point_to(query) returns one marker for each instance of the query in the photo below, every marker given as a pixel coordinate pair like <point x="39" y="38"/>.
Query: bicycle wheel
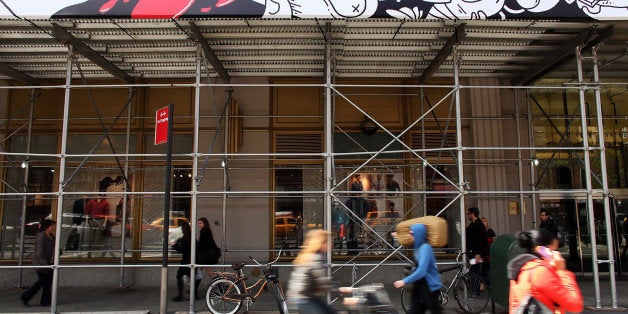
<point x="471" y="293"/>
<point x="406" y="299"/>
<point x="222" y="295"/>
<point x="280" y="298"/>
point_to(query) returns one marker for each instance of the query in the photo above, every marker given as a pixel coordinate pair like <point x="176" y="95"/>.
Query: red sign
<point x="161" y="125"/>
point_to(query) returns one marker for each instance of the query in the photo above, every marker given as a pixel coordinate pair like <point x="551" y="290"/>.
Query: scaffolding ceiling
<point x="32" y="51"/>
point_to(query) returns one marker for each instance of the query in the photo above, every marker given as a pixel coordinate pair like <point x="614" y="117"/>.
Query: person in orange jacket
<point x="542" y="273"/>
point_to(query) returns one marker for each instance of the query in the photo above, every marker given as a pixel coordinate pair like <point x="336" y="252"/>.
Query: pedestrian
<point x="183" y="246"/>
<point x="309" y="282"/>
<point x="541" y="273"/>
<point x="490" y="237"/>
<point x="207" y="251"/>
<point x="44" y="256"/>
<point x="425" y="277"/>
<point x="477" y="245"/>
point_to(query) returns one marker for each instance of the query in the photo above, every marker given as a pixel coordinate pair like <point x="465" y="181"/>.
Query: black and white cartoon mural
<point x="402" y="9"/>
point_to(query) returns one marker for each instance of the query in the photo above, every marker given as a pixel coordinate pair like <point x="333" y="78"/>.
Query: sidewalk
<point x="146" y="300"/>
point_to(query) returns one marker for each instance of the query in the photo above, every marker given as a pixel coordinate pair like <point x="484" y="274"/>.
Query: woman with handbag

========================================

§ Task details
Return all of the material above word for word, from the first line to the last, leaving out the picture.

§ Task solution
point_to(query) returns one marker for each instance of the query in the photo below, every marker given as a pixel coordinate pair like <point x="39" y="38"/>.
Query: bicycle wheel
<point x="471" y="293"/>
<point x="406" y="299"/>
<point x="222" y="295"/>
<point x="280" y="298"/>
point_to(query) returns one marker for each instance of the query in the photo above, every marker given as a pixel coordinate pair like <point x="176" y="95"/>.
Query: red sign
<point x="161" y="125"/>
point_to(query) returns one marker for each instance of the query in the photo above, every marker given as a pixel coordinate pair like <point x="551" y="290"/>.
Query: scaffolding ceiling
<point x="32" y="51"/>
point_to(query) returns one marker for each instance of the query in the photo above, every marker given as a pixel coordinate pair like <point x="614" y="117"/>.
Query: person in orange jacket
<point x="542" y="273"/>
point_to(query) returns one marker for each instance of the query in the photo above, every marker given as a pixel coordinate pair like <point x="336" y="252"/>.
Query: pedestrian
<point x="183" y="246"/>
<point x="309" y="282"/>
<point x="541" y="273"/>
<point x="490" y="237"/>
<point x="207" y="251"/>
<point x="44" y="256"/>
<point x="425" y="277"/>
<point x="477" y="245"/>
point_to(query) returns one marker for each instance of the query in the photo above, every marker given as a pixel coordinate pair like <point x="465" y="181"/>.
Query: black and white cartoon mural
<point x="402" y="9"/>
point_to(query) returns one marker for each instance of the query in the photo above, every marker given as a pixel coordinate pair like <point x="333" y="78"/>.
Query: sidewalk
<point x="146" y="300"/>
point_to(query) returns one marker for each instance of the query in the photo above, every marker given as a pixel coordinate pair like <point x="484" y="274"/>.
Query: woman with handbag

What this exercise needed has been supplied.